● Problem
Rewrite the stretch from the line containing "out the scattered" through the end of the records, changing "scattered flour" to "loose flour" and keeping everything else the same. Leave the pictures out of your answer.

----------

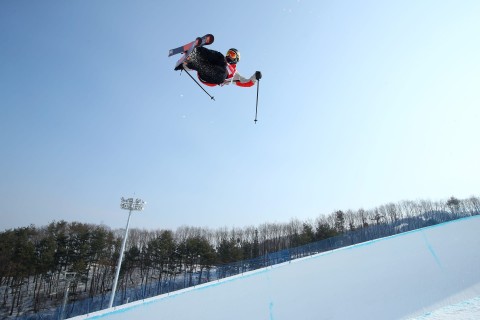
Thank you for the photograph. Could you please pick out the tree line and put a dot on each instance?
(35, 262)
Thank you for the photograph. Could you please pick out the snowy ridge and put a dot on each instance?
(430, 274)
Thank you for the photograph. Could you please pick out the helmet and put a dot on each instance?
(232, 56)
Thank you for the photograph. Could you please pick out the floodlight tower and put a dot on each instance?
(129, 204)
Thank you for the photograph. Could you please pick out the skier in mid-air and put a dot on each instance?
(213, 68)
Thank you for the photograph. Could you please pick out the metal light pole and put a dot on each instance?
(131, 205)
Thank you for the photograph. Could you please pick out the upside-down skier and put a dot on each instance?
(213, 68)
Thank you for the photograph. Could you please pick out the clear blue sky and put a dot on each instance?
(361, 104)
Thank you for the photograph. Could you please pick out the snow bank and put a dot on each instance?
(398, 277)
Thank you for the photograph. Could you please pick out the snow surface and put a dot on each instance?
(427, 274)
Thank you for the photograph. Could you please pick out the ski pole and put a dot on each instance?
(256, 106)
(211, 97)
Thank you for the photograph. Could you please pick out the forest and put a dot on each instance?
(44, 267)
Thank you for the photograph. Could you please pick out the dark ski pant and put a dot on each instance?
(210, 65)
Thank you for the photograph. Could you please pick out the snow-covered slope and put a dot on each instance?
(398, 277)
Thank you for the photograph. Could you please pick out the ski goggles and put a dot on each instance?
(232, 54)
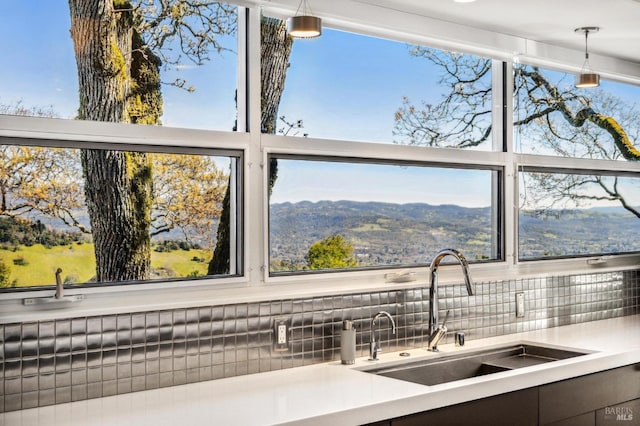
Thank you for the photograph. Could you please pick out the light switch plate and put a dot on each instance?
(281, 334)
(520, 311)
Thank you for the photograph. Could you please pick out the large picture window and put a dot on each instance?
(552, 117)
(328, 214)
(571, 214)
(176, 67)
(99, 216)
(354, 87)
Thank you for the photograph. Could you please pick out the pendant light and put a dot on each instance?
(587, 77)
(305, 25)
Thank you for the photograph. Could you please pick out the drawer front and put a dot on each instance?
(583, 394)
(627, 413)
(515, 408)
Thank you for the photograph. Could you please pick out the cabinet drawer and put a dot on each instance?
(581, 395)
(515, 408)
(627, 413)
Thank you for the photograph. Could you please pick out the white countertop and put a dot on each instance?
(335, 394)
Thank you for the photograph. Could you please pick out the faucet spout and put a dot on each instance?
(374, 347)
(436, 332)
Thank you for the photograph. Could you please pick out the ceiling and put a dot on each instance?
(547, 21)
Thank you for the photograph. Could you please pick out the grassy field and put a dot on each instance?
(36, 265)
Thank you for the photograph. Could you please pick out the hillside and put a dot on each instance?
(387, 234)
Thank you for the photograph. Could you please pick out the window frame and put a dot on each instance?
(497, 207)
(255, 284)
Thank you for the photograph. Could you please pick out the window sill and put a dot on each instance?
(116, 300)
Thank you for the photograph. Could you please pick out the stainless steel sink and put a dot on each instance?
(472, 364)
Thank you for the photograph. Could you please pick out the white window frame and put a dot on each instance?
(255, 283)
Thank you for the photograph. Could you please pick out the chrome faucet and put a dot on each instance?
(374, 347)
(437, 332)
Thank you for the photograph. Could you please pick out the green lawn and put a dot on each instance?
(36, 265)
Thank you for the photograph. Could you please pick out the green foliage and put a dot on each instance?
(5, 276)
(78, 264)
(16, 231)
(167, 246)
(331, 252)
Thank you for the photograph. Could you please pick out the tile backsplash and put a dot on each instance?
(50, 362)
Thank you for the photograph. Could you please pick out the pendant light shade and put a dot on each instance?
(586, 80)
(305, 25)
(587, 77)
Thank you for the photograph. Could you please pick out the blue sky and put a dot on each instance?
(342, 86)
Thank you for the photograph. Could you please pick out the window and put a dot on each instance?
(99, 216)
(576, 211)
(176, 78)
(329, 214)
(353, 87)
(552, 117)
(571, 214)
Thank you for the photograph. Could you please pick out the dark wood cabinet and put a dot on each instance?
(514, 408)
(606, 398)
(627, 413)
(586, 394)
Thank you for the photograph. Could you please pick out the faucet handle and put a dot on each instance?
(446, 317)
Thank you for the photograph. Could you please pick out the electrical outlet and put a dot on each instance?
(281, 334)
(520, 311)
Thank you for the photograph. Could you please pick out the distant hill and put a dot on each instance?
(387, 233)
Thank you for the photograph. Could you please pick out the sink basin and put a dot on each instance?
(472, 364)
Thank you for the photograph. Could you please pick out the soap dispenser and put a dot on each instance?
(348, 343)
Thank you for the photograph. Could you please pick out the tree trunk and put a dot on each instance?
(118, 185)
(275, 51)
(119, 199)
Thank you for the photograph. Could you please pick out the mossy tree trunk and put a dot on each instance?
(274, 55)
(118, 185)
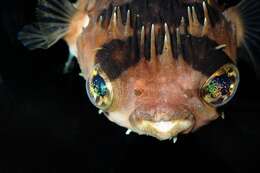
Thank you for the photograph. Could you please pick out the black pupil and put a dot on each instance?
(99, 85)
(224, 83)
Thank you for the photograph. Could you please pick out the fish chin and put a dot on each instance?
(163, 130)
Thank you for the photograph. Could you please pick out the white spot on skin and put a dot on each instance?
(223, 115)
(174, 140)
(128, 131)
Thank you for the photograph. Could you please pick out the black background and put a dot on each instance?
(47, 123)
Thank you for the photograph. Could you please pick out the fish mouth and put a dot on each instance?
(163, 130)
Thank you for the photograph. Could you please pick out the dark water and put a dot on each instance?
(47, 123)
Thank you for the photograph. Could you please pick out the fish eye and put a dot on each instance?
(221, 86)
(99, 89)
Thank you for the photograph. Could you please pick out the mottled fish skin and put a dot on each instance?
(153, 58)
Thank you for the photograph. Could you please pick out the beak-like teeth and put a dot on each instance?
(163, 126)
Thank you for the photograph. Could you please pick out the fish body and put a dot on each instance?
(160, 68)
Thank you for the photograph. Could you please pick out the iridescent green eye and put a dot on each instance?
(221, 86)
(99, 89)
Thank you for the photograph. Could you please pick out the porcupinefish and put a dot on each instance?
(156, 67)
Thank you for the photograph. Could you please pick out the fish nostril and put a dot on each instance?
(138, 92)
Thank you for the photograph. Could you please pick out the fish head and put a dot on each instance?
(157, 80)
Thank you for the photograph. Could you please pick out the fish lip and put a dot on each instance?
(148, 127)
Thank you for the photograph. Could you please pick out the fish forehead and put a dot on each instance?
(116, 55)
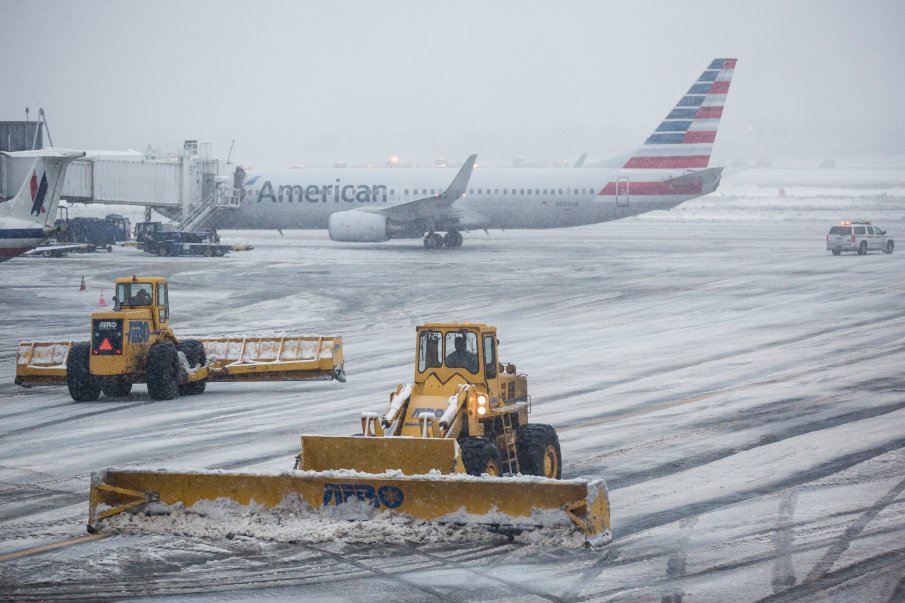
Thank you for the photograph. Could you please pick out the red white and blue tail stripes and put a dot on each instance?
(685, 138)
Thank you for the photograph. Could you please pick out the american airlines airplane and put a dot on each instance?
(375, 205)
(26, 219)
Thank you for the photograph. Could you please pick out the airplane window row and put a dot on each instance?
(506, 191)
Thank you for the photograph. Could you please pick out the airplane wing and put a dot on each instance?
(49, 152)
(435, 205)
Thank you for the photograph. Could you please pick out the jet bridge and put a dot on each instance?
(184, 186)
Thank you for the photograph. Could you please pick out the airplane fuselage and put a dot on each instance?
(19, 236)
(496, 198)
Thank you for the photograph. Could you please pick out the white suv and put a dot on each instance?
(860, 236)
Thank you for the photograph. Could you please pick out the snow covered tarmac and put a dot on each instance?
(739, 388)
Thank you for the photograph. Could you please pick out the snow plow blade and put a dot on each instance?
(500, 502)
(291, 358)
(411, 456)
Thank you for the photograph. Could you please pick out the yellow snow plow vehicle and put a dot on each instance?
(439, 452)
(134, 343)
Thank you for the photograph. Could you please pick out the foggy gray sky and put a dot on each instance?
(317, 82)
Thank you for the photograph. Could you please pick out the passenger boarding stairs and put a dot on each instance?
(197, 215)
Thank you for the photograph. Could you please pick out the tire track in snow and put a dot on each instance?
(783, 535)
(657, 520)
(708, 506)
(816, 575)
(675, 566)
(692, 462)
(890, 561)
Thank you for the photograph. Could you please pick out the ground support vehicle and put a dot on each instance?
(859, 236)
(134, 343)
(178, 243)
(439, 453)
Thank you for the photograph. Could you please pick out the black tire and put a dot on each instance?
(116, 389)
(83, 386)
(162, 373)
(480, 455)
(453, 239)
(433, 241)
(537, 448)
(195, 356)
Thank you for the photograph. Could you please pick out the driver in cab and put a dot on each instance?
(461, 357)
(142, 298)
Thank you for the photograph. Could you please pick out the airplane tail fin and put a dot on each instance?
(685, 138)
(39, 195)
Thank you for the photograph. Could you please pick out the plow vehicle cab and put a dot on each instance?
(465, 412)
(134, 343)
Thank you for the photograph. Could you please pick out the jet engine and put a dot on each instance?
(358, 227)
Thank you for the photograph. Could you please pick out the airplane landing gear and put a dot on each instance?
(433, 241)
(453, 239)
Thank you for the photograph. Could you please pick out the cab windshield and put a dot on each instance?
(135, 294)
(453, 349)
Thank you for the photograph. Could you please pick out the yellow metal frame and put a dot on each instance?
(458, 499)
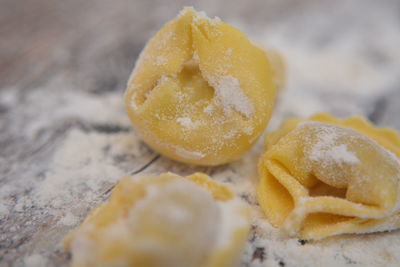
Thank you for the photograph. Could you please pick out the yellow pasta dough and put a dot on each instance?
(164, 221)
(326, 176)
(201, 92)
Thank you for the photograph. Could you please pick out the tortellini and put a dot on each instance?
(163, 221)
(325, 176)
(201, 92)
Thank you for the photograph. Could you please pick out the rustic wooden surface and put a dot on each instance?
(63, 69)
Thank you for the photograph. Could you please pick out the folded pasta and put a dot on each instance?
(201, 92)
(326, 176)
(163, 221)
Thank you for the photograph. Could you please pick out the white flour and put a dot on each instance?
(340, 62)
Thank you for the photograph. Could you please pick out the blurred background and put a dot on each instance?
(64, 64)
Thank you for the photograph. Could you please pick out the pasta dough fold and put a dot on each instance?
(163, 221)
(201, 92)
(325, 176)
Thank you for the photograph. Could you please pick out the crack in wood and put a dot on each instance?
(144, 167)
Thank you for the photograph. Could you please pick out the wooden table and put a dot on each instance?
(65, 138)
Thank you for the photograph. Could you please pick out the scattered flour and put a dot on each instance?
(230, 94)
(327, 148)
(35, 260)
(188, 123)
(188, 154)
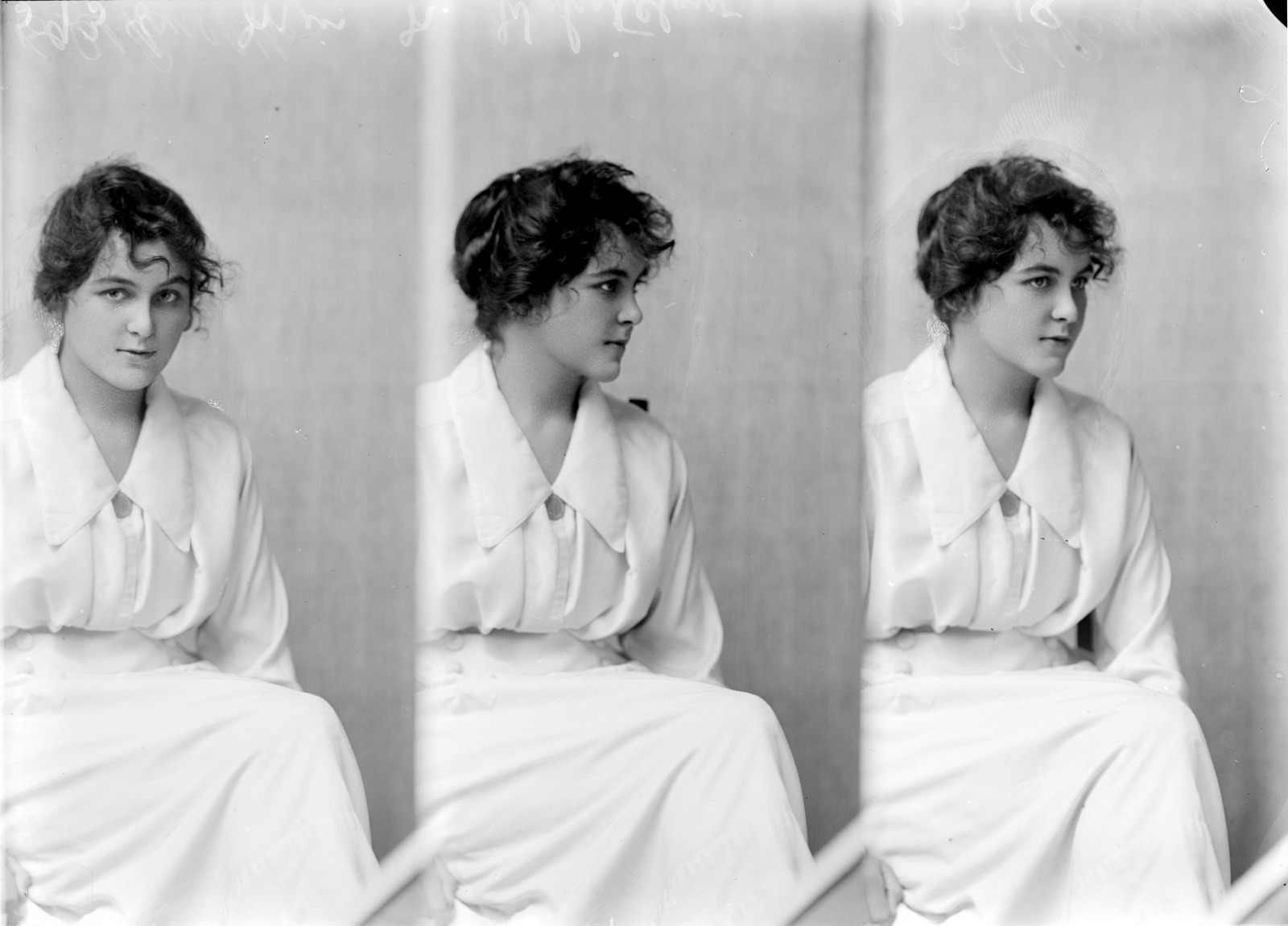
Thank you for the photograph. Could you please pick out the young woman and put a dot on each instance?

----------

● Task result
Thank you for the photograph. Could you please pick out the loose flour and put a dot on each instance?
(230, 94)
(327, 148)
(35, 260)
(188, 123)
(188, 154)
Thank you for the photograph. Could you please pick out the young woman and put a dot on each instance?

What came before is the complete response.